Qué hacer A. Indica si cada afirmación coincide con el texto sobre el autodesprecio, con sí o no, y cita las palabras exactas del texto que lo deciden: (i) El autodesprecio es solo una emoción triste. (ii) El texto compara el autodesprecio con un espejo roto. (iii) El autodesprecio y el narcisismo aparecen como enemigos.
Qué hacer B. Copia de nuevo el fragmento del texto sobre el autodesprecio que empieza en "En Cartas del" y termina en "hacia los demás.". Al copiarlo, sustituye "veneno" por "ácido".
Qué hacer C. Retoma el texto sobre el autodesprecio y continúalo a partir de su última oración.

Texto mostrado.
____________________

En Cartas del diablo a su sobrino, C.S. Lewis sugiere que el autodesprecio puede convertirse en el punto de partida del desprecio a los demás, y con él, abrir la puerta al pesimismo, al cinismo y a la crueldad. No es una simple emoción triste: el autodesprecio es una grieta en la percepción de uno mismo que termina deformando la manera en que se mira el mundo. Es, en cierto sentido, una forma oscura de trascendencia, un veneno que no se queda quieto en el alma, sino que la rebasa y se proyecta hacia los demás.
Podemos imaginarlo como un espejo roto. Uno se mira ahí y lo que ve no es su rostro, sino una versión rota de sí: fragmentos, ángulos imposibles, multiplicaciones del defecto y que al no tolerar esa distorsión, lanza el espejo —filoso— hacia los otros. Así, lo que fue dolor interno se vuelve juicio externo y la herida personal se transforma en lenguaje del mundo. El autodesprecio es entonces un autoconjuro silencioso: una sentencia pronunciada contra uno mismo que se convierte en destino compartido, que tiene el poder de teñir la mirada, contaminar los vínculos, deformar el sentido e interpretar la existencia bajo el filtro constante de la insuficiencia.
Allí donde no se ha tejido una narrativa reconciliadora sobre el ser —una narración donde la propia vida pueda ser habitada con dignidad—, surge la necesidad de validarse de otro modo: rebajando a los demás, desacreditando lo luminoso y talentoso, demostrando que la belleza es una farsa o que la bondad es ingenuidad. Es entonces cuando el autodesprecio y el narcisismo se revelan no como enemigos, sino como dos formas de la misma desolación. Muchas veces, el narcisismo no es más que un artificio para no mirar el abismo de uno mismo, una máscara que cubre la herida con aplausos, con espejismos de poder o con el eco vacío de la admiración.

____________________

Datos a continuación.
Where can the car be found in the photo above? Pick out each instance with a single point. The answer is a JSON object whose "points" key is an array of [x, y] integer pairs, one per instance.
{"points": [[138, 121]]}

____________________

Respuesta A.
(i) No: "No es una simple emoción triste"
(ii) Sí: "Podemos imaginarlo como un espejo roto."
(iii) No: "se revelan no como enemigos, sino como dos formas de la misma desolación."

Respuesta B.
En Cartas del diablo a su sobrino, C.S. Lewis sugiere que el autodesprecio puede convertirse en el punto de partida del desprecio a los demás, y con él, abrir la puerta al pesimismo, al cinismo y a la crueldad. No es una simple emoción triste: el autodesprecio es una grieta en la percepción de uno mismo que termina deformando la manera en que se mira el mundo. Es, en cierto sentido, una forma oscura de trascendencia, un ácido que no se queda quieto en el alma, sino que la rebasa y se proyecta hacia los demás.

Respuesta C.
De ahí nace un círculo vicioso que no solo afecta al yo, sino a todo lo que lo rodea: no valgo, no soy suficiente… entonces me haré admirar, validaré mi existencia afuera (narcisismo); pero si alguien más brilla, me amenaza… su luz me indigna y me encandila (envidia, resentimiento); y finalmente, ese brillo debe apagarse (desprecio a los demás). Así, el yo herido se convierte en juez, el alma rota en cinismo y el dolor no elaborado se vuelve forma de violencia.
Pensar el autodesprecio desde esta perspectiva es reconocer su potencia fenomenológica: no como un mero síntoma psicológico, sino como una estructura del sentir que moldea la ética, el vínculo y la visión del mundo. Y al mismo tiempo, exige de nosotros un gesto radical: la reconstrucción amorosa y compasiva de la imagen que tenemos de nosotros mismos, para que ese espejo roto no siga multiplicando sus filos en la carne del mundo.